> [Passage shown]
· · · · · · ·

Francine Lalonde La Pointe-de-l'Île, QC

Mr. Speaker, the government claims that flying over a country is equivalent to transiting through that country, as if going over the United States when flying from Mexico to Canada is transiting through the U.S. One can only stretch the truth so much. Flying over a country is not transiting through that country.

Instead of resorting to all sorts of excuses and meaningless answers, what is the government waiting for to repatriate Mr. Abdelrazik at the earliest opportunity?

Foreign Affairs
Oral Questions

2:35 p.m.

Pontiac
Québec

Conservative

Lawrence Cannon Minister of Foreign Affairs

Mr. Speaker, we are not relying on excuses, or on a convoluted definition that the hon. member would like us to reveal. The fact remains that this person is on a list that is said to include the names of individuals who are suspected of being with al-Qaeda and the Taliban. That person remains on that list, which is made up by the United Nations. We will respect our international commitments and we will state our views before the courts.

Agriculture and Agri-Food
Oral Questions

2:35 p.m.

Bloc

André Bellavance Richmond—Arthabaska, QC

Mr. Speaker, following on the heels of vegetable producers and food processors, poultry producers in Quebec have expressed their concerns about the “Product of Canada” label. Because of a trade agreement with the United States, Canada has to import 3% of its chicks. The new rule prevents poultry producers from marking their products with “Product of Canada” because of this 3% that is imported, which violates the 98% Canadian content rule.

Will the Minister of Agriculture and Agri-Food stop being so stubborn and review this ridiculous rule?

Agriculture and Agri-Food
Oral Questions

2:35 p.m.

Jonquière—Alma
Québec

Conservative

Jean-Pierre Blackburn Minister of National Revenue and Minister of State (Agriculture)

· · · · · · ·

> [Recorded data]
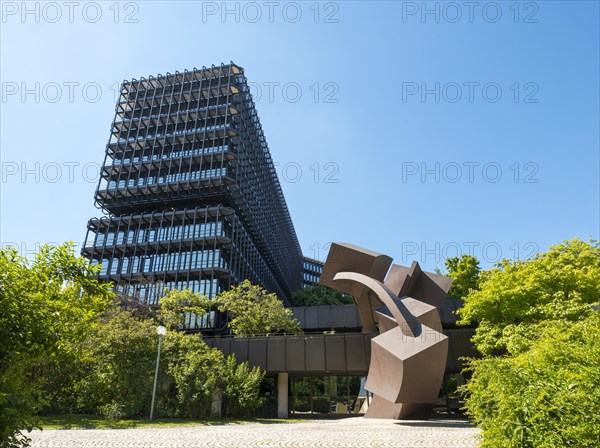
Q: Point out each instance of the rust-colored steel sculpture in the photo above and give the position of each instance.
(408, 358)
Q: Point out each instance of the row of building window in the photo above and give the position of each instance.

· · · · · · ·

> [What you need to do]
1. Using the question period transcript above, decide whether each statement agrees with it: (a) Under a trade agreement with the United States, Canada must import 3% of its chicks. (b) The list that includes Mr. Abdelrazik is compiled by the Canadian government. (c) Francine Lalonde holds that flying over a country amounts to transiting through it. For each one, answer yes or no and quote the words of the transcript that decide it.
2. Continue the question period transcript from its final line.

> [Results for each task]
1.
(a) Yes: "Because of a trade agreement with the United States, Canada has to import 3% of its chicks."
(b) No: "That person remains on that list, which is made up by the United Nations."
(c) No: "Flying over a country is not transiting through that country."

2.
Mr. Speaker, once again, I want to remind the member that our goal is to make consumers aware of what they are getting when they purchase products on supermarket shelves. As for the 98% Canadian content requirement, consultations were held with the industry, and people were in favour of this. That does not mean that problems will not arise. We can always look at the situation. But we have to remember that for a product to be marked as Canadian, it must have 98% Canadian content. Otherwise, it can be marked with “Made in Canada” or “Made in Canada from Lac Saint-Jean blueberries”. That is always possible.

Agriculture and Agri-Food
Oral Questions

2:40 p.m.

Bloc

André Bellavance Richmond—Arthabaska, QC

Mr. Speaker, it would be great if the real Minister of Agriculture and Agri-Food could come out of his shell and meet with poultry producers on the ground. They will tell him that his measure is out in left field and that this rule does not make any sense.

The Minister of State for Agriculture told producers, and I quote: “We will review any wording you are not happy with.” He said that. Yet in this House, he says—and he said it again just moments ago—that the government is going ahead with this.

Who will have the courage to admit that this new rule is a mistake and must be changed? Who?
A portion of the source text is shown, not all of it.